Wherever the word "target" appears in a line of the data, that line should be copied.

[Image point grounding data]
====================
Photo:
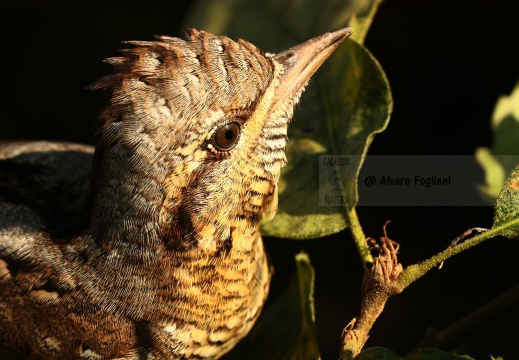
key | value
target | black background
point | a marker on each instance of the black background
(447, 62)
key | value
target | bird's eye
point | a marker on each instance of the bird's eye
(226, 137)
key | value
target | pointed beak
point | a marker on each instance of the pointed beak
(302, 61)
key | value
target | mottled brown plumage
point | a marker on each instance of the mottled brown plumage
(149, 247)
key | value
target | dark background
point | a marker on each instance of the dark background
(447, 62)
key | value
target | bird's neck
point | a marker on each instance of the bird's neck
(126, 196)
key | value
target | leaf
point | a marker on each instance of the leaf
====================
#### Solution for this task
target | black background
target | bird's eye
target | pointed beak
target | mottled brown plumage
target | dark background
target | bird's neck
target | leaf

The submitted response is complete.